## EXERCISE REQUIREMENTS
What follows is a listing to be transcribed exactly.

(Data entries)
────────────────────
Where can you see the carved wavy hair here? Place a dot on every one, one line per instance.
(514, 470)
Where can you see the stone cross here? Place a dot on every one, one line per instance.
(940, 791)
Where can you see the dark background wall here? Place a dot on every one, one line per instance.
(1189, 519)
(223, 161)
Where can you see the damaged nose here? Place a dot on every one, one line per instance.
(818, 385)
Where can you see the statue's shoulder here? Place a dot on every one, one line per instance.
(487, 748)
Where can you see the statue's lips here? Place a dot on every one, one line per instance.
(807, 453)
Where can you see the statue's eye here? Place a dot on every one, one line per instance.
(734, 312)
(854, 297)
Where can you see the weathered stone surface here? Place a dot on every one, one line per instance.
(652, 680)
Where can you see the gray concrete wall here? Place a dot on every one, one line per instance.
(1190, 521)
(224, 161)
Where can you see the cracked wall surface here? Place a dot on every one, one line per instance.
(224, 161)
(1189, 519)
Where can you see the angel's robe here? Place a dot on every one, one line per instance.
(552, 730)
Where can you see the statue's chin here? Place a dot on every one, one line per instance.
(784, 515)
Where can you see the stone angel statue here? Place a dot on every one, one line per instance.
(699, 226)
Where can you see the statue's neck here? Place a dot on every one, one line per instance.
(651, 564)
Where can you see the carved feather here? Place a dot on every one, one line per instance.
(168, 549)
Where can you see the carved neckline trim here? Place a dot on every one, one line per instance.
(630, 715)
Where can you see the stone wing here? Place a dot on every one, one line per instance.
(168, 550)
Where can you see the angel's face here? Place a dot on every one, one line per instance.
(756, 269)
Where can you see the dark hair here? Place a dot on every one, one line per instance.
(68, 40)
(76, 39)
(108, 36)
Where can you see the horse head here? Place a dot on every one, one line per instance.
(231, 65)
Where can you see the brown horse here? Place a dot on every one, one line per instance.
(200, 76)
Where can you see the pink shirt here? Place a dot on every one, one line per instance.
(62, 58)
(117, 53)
────────────────────
## TASK SOLUTION
Where can you see the carved wavy hair here? Place a dot on every one, one line per instance.
(514, 470)
Where can you see the stone cross here? Place a dot on every one, one line per instance.
(940, 791)
Where can you see the dark background wall here? Place a dot on every one, one line per instance.
(1189, 519)
(223, 161)
Where can you see the damaged nose here? Place a dot on every one, one line per instance.
(818, 385)
Where can you see the statue's shoulder here? Place a dot on every one, one line per instance.
(487, 748)
Where can you see the statue's lips here? Place a dot on every one, one line per instance.
(807, 453)
Where can you see the statue's eye here? Place a dot on every one, one line per instance.
(734, 312)
(854, 297)
Where can you see the weathered stone surface here? Place a dot on every one, one line per instance.
(652, 680)
Where can you see the gray concrete wall here? Place a dot on every one, one line per instance.
(1190, 521)
(224, 161)
Where can you see the cracked wall surface here? Place a dot on every one, one line per instance.
(224, 161)
(1189, 519)
Where can you see the angel's robe here? Place a dot on every one, one line per instance.
(552, 730)
Where can you see the statue's chin here? Place a dot on every one, one line per instance.
(784, 515)
Where can you see the stone angel statue here? Place a dot on every one, one line per instance.
(699, 226)
Where can you see the statue's neck here? Place a dot on every one, one line per instance.
(651, 564)
Where can you see the carved feather here? Place a dot on every one, one line per instance.
(168, 549)
Where can you see the carved neckline trim here? Place a dot on every one, one line per instance.
(630, 715)
Where can you see the stone wing here? Place a dot on every one, one line per instance.
(168, 550)
Where can you see the angel's face here? Place a dot on every one, one line per instance.
(756, 269)
Where can you see the dark hair here? Place a dot on every one, one line per instance.
(68, 40)
(76, 39)
(108, 36)
Where can you see the horse head here? Place a dot on every one, one line per instance.
(231, 65)
Where can you see the brown horse here? Place a dot on every one, one line per instance.
(200, 76)
Where can you see the pink shirt here? Place a dot on every one, one line per instance.
(62, 58)
(117, 53)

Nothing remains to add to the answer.